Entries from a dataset
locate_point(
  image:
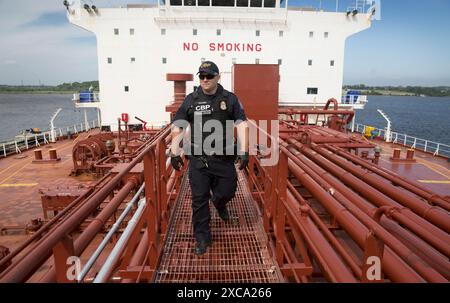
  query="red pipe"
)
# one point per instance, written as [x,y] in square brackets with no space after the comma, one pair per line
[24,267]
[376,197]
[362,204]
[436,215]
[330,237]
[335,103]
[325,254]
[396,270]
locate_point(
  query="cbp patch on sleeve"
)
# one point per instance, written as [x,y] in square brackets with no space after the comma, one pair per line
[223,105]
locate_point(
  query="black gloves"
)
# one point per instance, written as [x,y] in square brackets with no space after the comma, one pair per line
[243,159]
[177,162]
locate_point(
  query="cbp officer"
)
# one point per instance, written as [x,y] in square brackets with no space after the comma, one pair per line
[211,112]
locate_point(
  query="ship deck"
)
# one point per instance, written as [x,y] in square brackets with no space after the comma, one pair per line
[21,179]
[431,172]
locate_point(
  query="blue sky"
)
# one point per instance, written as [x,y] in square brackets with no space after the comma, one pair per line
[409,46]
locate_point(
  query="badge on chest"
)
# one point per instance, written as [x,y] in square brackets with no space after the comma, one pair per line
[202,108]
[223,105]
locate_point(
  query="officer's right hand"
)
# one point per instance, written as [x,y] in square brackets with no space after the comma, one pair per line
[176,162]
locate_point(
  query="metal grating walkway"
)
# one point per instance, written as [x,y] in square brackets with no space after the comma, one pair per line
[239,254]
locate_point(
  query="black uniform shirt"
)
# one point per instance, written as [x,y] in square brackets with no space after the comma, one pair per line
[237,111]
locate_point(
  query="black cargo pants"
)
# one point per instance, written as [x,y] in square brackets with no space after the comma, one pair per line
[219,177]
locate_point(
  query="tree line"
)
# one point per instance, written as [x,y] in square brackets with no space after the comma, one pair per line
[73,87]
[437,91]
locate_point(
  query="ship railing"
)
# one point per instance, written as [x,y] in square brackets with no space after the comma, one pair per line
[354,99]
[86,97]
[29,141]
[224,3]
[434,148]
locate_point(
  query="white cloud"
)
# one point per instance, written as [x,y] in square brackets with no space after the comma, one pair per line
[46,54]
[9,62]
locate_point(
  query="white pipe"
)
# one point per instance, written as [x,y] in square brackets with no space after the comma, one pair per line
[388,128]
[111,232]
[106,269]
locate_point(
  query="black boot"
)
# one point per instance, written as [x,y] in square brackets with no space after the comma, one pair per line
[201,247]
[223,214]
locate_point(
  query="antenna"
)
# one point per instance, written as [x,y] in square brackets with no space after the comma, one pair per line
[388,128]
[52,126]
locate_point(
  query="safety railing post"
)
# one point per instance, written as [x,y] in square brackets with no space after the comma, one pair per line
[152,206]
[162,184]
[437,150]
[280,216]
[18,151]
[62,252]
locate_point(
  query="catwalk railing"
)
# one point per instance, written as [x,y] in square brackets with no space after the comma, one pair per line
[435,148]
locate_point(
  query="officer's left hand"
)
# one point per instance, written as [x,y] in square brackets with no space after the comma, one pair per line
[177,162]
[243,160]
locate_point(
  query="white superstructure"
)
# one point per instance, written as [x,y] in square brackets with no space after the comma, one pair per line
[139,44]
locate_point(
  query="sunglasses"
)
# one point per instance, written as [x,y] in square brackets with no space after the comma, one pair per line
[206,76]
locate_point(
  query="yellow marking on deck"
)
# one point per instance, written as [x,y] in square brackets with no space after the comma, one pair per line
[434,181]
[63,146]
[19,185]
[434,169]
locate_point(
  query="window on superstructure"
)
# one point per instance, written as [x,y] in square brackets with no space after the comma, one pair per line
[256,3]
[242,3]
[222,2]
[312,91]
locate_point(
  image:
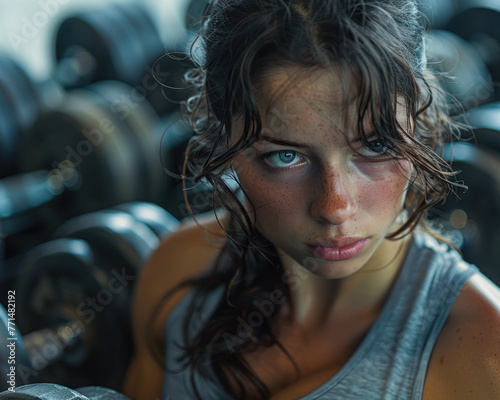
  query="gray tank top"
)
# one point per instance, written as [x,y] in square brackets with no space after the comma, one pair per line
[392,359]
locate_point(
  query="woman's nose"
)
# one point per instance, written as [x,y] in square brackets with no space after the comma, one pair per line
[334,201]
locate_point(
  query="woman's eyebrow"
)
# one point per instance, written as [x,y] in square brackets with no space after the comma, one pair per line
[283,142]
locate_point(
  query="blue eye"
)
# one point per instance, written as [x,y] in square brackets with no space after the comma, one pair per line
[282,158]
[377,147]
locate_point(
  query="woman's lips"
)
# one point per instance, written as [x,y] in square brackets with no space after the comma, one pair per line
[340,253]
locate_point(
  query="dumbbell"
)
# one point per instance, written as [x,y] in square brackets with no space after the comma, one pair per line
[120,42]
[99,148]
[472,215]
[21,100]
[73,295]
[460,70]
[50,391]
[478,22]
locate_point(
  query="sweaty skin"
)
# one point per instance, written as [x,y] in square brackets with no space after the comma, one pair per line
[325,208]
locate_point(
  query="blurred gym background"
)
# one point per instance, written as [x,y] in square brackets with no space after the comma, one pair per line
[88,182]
--
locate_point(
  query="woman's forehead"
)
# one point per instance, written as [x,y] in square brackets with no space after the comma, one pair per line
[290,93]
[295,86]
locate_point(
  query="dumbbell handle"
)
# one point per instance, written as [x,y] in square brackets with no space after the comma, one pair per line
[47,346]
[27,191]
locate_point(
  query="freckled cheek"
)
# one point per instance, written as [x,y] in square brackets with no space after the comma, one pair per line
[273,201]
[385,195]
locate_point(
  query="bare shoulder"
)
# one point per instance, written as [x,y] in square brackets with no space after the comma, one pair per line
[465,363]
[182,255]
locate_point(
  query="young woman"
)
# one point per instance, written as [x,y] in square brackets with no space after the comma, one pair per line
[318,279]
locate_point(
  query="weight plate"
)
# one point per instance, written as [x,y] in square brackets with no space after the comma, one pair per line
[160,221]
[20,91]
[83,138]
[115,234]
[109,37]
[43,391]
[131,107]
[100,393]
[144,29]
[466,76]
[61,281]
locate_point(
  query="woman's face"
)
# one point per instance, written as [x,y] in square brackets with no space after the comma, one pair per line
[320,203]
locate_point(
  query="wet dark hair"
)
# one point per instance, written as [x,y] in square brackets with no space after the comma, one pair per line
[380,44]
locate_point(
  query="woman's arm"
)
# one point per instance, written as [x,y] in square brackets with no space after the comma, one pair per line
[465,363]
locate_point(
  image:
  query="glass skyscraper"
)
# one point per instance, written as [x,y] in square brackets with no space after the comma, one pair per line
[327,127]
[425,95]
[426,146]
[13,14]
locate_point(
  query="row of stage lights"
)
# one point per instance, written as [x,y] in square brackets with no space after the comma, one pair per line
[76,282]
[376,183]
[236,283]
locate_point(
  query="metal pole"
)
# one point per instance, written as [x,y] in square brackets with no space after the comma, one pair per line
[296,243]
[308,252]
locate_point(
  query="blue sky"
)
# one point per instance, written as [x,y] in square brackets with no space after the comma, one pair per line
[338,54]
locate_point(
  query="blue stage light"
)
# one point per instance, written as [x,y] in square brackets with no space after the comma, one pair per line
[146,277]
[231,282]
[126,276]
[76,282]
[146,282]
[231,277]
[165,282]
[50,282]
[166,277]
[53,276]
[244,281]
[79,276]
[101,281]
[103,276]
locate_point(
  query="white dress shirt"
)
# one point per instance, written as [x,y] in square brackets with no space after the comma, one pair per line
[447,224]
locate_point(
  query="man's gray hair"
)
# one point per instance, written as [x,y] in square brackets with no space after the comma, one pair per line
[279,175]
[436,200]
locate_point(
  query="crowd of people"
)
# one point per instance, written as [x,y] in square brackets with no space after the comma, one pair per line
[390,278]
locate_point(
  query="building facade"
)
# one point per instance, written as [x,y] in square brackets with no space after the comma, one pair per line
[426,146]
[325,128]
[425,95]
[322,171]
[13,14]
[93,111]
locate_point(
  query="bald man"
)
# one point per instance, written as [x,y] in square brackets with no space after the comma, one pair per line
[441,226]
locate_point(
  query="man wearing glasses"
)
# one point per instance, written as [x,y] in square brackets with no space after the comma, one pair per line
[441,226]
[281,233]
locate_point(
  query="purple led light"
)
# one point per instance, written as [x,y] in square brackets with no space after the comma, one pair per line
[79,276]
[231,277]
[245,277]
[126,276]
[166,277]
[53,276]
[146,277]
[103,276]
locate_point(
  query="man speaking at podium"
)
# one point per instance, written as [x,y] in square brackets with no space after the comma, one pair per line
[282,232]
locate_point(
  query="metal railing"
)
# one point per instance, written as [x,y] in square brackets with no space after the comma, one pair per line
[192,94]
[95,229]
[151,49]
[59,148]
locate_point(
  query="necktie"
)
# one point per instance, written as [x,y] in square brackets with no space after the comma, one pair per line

Your instructions
Filter the items above and copy every line that contains the word "officer".

Answer to this task
  query="cbp officer"
  query="officer's right hand"
  query="officer's left hand"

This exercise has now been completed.